- [TASK] Nothing but the lines from the one with "basket rim, written as integer pixel values." through the final line of the entries should appear in the answer, copied exactly and without pictures.

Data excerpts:
------------------------------------------------------------
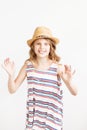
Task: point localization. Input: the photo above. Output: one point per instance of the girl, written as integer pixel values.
(44, 89)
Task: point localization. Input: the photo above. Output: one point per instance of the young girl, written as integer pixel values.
(44, 86)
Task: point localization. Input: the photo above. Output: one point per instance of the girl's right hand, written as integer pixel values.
(9, 66)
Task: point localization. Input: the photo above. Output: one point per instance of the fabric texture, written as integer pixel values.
(44, 99)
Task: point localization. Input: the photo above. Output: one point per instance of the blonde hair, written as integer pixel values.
(52, 55)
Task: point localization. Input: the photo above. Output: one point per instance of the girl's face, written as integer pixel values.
(42, 48)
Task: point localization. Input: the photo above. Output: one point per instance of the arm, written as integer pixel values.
(66, 74)
(13, 84)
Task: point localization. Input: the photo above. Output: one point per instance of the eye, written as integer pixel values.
(37, 43)
(46, 43)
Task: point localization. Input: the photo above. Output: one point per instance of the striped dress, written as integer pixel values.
(44, 99)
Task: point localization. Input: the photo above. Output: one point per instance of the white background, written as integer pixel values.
(68, 21)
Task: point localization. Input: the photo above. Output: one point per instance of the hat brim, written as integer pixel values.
(55, 40)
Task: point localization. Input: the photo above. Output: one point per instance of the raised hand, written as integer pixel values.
(68, 73)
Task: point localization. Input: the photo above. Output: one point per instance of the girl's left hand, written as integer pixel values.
(67, 74)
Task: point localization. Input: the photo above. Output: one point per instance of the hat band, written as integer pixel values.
(42, 36)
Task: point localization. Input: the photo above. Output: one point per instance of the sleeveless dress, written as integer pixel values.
(44, 99)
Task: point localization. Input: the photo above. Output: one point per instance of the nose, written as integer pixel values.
(42, 46)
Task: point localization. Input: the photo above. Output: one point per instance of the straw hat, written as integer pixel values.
(42, 32)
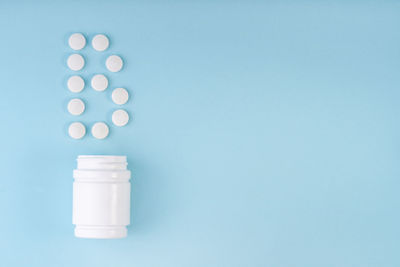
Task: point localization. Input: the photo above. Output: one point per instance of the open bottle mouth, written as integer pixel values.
(101, 196)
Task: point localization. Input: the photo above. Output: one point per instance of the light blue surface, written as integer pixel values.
(263, 134)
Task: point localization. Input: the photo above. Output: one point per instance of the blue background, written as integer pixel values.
(262, 133)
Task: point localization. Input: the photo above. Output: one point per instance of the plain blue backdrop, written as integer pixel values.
(261, 133)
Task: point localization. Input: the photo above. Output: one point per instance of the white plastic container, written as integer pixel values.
(101, 197)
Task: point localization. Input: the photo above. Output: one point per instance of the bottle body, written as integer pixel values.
(101, 197)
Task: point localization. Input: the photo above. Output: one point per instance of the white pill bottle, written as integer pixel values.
(101, 197)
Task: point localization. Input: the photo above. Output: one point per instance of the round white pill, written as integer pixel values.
(120, 117)
(75, 84)
(76, 130)
(75, 62)
(99, 82)
(77, 41)
(100, 42)
(76, 106)
(120, 96)
(100, 130)
(114, 63)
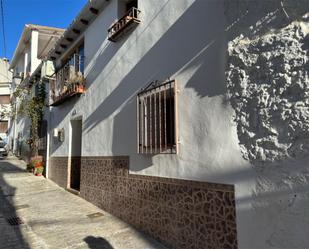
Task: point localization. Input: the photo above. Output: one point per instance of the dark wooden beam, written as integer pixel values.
(84, 21)
(94, 11)
(76, 31)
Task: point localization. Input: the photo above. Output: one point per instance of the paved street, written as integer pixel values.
(55, 218)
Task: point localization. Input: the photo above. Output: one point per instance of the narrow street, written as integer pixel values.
(54, 218)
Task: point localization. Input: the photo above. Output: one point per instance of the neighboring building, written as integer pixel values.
(187, 118)
(33, 46)
(5, 107)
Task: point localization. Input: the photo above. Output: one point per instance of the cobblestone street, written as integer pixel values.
(54, 218)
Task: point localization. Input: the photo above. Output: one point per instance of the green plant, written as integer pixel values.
(34, 109)
(30, 167)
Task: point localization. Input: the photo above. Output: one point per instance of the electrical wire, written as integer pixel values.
(3, 30)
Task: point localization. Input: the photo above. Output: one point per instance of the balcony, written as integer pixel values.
(69, 81)
(124, 25)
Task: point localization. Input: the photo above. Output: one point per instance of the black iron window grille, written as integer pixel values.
(157, 119)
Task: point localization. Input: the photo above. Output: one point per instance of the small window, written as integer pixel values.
(131, 4)
(157, 119)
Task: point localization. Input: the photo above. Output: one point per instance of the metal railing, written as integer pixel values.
(157, 119)
(129, 18)
(69, 79)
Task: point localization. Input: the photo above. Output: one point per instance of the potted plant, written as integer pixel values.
(30, 167)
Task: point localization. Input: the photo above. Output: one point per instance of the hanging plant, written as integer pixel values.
(35, 111)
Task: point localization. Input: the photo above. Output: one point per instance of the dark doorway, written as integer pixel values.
(76, 151)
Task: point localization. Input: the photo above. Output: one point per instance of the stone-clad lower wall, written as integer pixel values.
(58, 170)
(179, 213)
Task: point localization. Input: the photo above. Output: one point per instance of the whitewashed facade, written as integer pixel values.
(208, 193)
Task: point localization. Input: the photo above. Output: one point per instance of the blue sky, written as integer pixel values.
(17, 13)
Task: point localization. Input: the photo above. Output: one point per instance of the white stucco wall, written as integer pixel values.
(185, 40)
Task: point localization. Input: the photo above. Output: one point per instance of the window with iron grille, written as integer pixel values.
(157, 118)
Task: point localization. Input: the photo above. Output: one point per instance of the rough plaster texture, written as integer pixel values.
(269, 88)
(209, 139)
(267, 81)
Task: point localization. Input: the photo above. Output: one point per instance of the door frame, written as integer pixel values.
(77, 118)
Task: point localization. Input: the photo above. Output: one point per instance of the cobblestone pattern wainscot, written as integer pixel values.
(179, 213)
(58, 170)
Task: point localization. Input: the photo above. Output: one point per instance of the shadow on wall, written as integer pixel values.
(58, 114)
(11, 236)
(97, 242)
(163, 60)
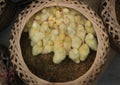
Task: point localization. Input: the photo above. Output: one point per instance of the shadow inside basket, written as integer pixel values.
(43, 66)
(117, 9)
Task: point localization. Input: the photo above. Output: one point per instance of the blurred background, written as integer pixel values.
(111, 75)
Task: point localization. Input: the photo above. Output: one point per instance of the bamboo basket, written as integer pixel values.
(15, 48)
(113, 27)
(2, 6)
(7, 13)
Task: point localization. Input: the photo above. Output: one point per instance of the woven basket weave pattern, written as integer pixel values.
(2, 6)
(15, 50)
(109, 16)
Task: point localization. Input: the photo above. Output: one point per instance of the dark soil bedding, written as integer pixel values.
(43, 67)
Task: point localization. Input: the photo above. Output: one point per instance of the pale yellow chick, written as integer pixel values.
(74, 55)
(59, 55)
(84, 52)
(37, 48)
(91, 41)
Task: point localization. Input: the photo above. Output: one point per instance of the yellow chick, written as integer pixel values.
(37, 48)
(71, 30)
(59, 55)
(76, 42)
(73, 12)
(58, 14)
(48, 47)
(74, 55)
(65, 10)
(45, 14)
(57, 43)
(79, 20)
(38, 36)
(28, 24)
(67, 43)
(62, 36)
(89, 28)
(84, 52)
(91, 41)
(81, 32)
(54, 33)
(44, 27)
(34, 29)
(62, 27)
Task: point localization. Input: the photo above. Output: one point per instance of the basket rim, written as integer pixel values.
(93, 22)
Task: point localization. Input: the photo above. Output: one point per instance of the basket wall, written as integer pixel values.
(15, 49)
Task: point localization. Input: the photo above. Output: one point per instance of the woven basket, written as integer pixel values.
(109, 16)
(2, 6)
(15, 48)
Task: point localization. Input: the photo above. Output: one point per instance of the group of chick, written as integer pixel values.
(63, 31)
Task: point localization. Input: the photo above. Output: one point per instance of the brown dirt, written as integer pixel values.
(43, 67)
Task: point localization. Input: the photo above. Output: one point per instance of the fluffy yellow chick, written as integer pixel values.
(84, 52)
(89, 28)
(67, 43)
(48, 47)
(91, 41)
(44, 16)
(71, 30)
(65, 10)
(37, 36)
(76, 42)
(58, 14)
(62, 27)
(62, 36)
(37, 48)
(59, 55)
(28, 24)
(74, 55)
(35, 28)
(73, 12)
(79, 20)
(81, 32)
(54, 33)
(44, 27)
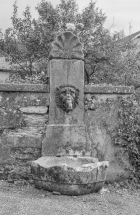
------------------------------------------------------------
- [WRITTEN SOLUTION]
Task: point localization. Input: the photo above. Output: one point per instance of the basket rim, written as integer pixel values.
(93, 22)
Task: point localization. Input: the photo above. Output: one point per instance of the basket wall, written as integer pixel values.
(15, 49)
Task: point localization. Input: the photo above. Output: one point per instance of the woven basket, written as integer pixel values.
(109, 16)
(2, 6)
(15, 48)
Task: point localization. Input: the photo above. Output: one point per instance of the group of chick, written as integer pixel values.
(63, 31)
Task: point localization. Input: the photo above. Output: one point per instance of the brown dirt, written as integer pixel values.
(43, 67)
Task: point localization. Input: the photo above. Output: one point per instance of the fluffy yellow chick, written as integer pixel values.
(84, 52)
(89, 28)
(67, 43)
(48, 47)
(91, 41)
(44, 16)
(71, 30)
(65, 10)
(37, 36)
(76, 42)
(58, 14)
(62, 27)
(62, 36)
(37, 48)
(59, 55)
(28, 24)
(74, 55)
(35, 28)
(73, 12)
(79, 20)
(81, 32)
(54, 33)
(44, 27)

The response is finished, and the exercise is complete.